--- Supplied passage ---

Losing the Plot - Navigation / Piloting / Collision Avoidance

So we have a new third mate, making his first trip at sea. Sharp guy, learns fast.

The ship is transiting through a short passage between reefs, maybe about four of five miles wide, daytime, good visibility. At the end of the passage there’s a turn into more open water. The ends on both sides of the passage can be easily seen visually and are marked by aids. There are a few fishing boats moving around in the vicinity.

A simple problem by eye but that’s not how the third mate does it. Instead he monitors the distance to the turn using the ECDIS and the fishing boats using ARPA. Which means instead of keeping a lookout he needs to race back and forth between the two display with an occasional glance outside.

This is just an example, almost all third mates do this and more than a few officers of higher rank and a lot more experience.

This, I think is easier said than done:

Push officers to realize that the change in a rough visual ‘bearing’, taken from a fixed point within the wheelhouse, is sometimes good enough to determine if any risk of collision is likely to exist. This beats running to the radar every few minutes and playing computer games there for each target. It also helps in keeping a good lookout.

From here. Losing the Plot

1 Like

Thus my purchase of AIS, if you aren’t on one of the TV screens you don’t exist :roll_eyes:
With flight students I had a bunch of those round suction cup soap holders to put over round instruments and switches to turn off the displays, they HAD to look outside :wink:

The officers that can juggle a lot of information in their head are the ones that take the most time and effort to teach.

1 Like

I think the answer is that you have to do everything. You must keep monitoring visual, radar and navigation and if the passage is difficult or the fishing boats numerous it would be better for someone else to be assisting. You can’t say don’t look in the radar, but you can say don’t stay there for long.

Whatever happened to the centreline pelorus from which actual bearings could determine collision risks constantly? And observe wheel over bearings for the next course from the marks at the end of the passage? We used to do this from a plan transcribed into a notebook.

That’s roughly how it’s done, I think that in each case the solution to the navigation/piloting problem lies somewhere on the spectrum between 100% visual and 100% instrument (for example in dense fog). Everything else is somewhere between those two points.

Doing it is not the issue however, the problem is getting someone else to do it.

2 Likes

As master, more often then not, screamed at the top of my lungs: LOOK OUT THE F’KG WINDOW, MATE!!!

1 Like

Overreliance on electronic instruments is a cultural thing, hard to overcome. Younger captains say the older generation over-relies on non-instrument piloting, and they need to get over themselves. They say, when the older navigators retire the “problem” will magically disappear.

People born after 1990 are perfectly happy viewing the world as a digital construct. In their view, any faux pas a new navigator might make in regards to not using traditional methods can just be blamed on inexperience in general, not on overreliance on this or that.

---

◆ **Parts of the exercise**
(1) In the navigation thread, reproduce word for word the stretch from "That’s roughly how" through "those two points.".
(2) Turn the paragraph of the navigation thread that begins "Overreliance on electronic instruments" into a short bulleted list that keeps its main points.

--- Dataset records ---

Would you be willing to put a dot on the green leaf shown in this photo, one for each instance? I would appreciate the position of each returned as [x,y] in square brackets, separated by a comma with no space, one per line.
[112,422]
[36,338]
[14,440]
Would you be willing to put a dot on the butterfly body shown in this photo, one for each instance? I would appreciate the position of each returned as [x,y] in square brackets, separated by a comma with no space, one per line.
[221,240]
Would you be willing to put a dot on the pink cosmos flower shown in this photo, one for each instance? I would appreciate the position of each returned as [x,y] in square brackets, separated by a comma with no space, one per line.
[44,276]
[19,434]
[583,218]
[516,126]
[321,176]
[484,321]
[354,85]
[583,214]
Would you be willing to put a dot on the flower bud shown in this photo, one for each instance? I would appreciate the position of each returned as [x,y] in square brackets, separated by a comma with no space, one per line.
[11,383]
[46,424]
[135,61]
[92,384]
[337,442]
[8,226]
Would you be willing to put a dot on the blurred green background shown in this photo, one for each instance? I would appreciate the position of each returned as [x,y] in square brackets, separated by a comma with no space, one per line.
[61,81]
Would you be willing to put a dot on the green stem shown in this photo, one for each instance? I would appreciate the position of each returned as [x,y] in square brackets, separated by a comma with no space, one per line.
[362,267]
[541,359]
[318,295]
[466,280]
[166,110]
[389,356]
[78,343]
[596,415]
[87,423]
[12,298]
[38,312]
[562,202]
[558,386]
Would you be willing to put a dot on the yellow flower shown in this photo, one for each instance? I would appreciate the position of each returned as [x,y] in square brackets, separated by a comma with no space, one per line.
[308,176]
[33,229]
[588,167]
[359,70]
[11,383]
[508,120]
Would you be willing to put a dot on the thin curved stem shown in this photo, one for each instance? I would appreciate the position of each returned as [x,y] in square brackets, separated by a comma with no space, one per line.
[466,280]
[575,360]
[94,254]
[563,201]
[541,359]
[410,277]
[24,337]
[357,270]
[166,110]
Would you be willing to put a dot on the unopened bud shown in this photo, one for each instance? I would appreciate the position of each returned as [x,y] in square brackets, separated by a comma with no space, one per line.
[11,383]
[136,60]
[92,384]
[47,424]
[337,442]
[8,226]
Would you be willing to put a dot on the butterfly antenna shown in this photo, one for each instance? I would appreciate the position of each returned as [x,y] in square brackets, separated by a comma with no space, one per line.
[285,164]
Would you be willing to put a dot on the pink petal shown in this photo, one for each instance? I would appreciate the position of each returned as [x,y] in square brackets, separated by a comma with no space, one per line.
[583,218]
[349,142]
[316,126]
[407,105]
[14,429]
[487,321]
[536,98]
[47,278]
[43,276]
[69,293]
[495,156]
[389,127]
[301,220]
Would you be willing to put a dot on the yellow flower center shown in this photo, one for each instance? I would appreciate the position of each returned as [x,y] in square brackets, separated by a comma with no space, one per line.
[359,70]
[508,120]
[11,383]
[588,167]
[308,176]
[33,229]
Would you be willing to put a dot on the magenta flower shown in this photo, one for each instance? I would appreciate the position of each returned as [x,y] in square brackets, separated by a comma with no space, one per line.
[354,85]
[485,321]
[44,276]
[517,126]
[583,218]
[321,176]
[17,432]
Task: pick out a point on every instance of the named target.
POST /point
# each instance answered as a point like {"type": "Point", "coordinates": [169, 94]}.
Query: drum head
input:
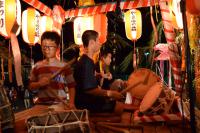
{"type": "Point", "coordinates": [147, 78]}
{"type": "Point", "coordinates": [151, 96]}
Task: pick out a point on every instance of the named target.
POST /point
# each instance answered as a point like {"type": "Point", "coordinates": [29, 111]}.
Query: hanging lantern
{"type": "Point", "coordinates": [97, 22]}
{"type": "Point", "coordinates": [86, 2]}
{"type": "Point", "coordinates": [46, 24]}
{"type": "Point", "coordinates": [133, 24]}
{"type": "Point", "coordinates": [30, 26]}
{"type": "Point", "coordinates": [177, 20]}
{"type": "Point", "coordinates": [193, 6]}
{"type": "Point", "coordinates": [10, 14]}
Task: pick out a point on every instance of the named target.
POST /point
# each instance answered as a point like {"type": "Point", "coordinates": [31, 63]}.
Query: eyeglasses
{"type": "Point", "coordinates": [48, 47]}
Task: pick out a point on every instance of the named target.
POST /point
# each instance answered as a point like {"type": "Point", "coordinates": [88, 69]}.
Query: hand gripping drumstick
{"type": "Point", "coordinates": [68, 64]}
{"type": "Point", "coordinates": [135, 84]}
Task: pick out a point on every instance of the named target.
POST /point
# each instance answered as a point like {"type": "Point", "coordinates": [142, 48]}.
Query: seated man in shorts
{"type": "Point", "coordinates": [88, 94]}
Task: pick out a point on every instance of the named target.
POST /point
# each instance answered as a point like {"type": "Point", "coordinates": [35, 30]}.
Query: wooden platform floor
{"type": "Point", "coordinates": [149, 128]}
{"type": "Point", "coordinates": [156, 127]}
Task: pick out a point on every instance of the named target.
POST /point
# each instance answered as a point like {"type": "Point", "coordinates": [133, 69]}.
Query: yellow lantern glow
{"type": "Point", "coordinates": [86, 2]}
{"type": "Point", "coordinates": [176, 14]}
{"type": "Point", "coordinates": [97, 22]}
{"type": "Point", "coordinates": [10, 13]}
{"type": "Point", "coordinates": [30, 26]}
{"type": "Point", "coordinates": [46, 24]}
{"type": "Point", "coordinates": [133, 24]}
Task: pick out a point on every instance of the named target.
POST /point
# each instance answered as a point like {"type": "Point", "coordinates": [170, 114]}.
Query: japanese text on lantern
{"type": "Point", "coordinates": [37, 22]}
{"type": "Point", "coordinates": [1, 13]}
{"type": "Point", "coordinates": [133, 21]}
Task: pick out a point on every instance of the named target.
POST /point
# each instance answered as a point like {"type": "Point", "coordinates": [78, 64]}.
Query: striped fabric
{"type": "Point", "coordinates": [57, 86]}
{"type": "Point", "coordinates": [175, 59]}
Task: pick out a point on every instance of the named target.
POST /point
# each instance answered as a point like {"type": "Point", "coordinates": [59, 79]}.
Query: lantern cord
{"type": "Point", "coordinates": [62, 45]}
{"type": "Point", "coordinates": [155, 35]}
{"type": "Point", "coordinates": [188, 68]}
{"type": "Point", "coordinates": [31, 57]}
{"type": "Point", "coordinates": [134, 57]}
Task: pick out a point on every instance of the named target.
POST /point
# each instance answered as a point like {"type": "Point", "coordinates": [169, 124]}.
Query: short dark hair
{"type": "Point", "coordinates": [104, 51]}
{"type": "Point", "coordinates": [89, 35]}
{"type": "Point", "coordinates": [51, 35]}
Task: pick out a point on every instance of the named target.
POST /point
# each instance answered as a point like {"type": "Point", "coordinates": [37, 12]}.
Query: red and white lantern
{"type": "Point", "coordinates": [133, 24]}
{"type": "Point", "coordinates": [97, 22]}
{"type": "Point", "coordinates": [31, 26]}
{"type": "Point", "coordinates": [10, 14]}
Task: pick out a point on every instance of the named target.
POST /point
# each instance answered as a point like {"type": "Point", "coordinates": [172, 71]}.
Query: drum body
{"type": "Point", "coordinates": [6, 112]}
{"type": "Point", "coordinates": [21, 117]}
{"type": "Point", "coordinates": [158, 100]}
{"type": "Point", "coordinates": [73, 121]}
{"type": "Point", "coordinates": [146, 78]}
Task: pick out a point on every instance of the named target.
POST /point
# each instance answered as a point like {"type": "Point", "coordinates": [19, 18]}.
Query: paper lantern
{"type": "Point", "coordinates": [133, 24]}
{"type": "Point", "coordinates": [97, 22]}
{"type": "Point", "coordinates": [10, 14]}
{"type": "Point", "coordinates": [177, 20]}
{"type": "Point", "coordinates": [86, 2]}
{"type": "Point", "coordinates": [193, 6]}
{"type": "Point", "coordinates": [46, 24]}
{"type": "Point", "coordinates": [30, 26]}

---

◆ **The solutions**
(1)
That’s roughly how it’s done, I think that in each case the solution to the navigation/piloting problem lies somewhere on the spectrum between 100% visual and 100% instrument (for example in dense fog). Everything else is somewhere between those two points.

(2)
- Overreliance on electronic instruments is a cultural matter and hard to overcome.
- Younger captains say the older generation over-relies on non-instrument piloting and needs to get over itself.
- They say the "problem" will disappear on its own once the older navigators retire.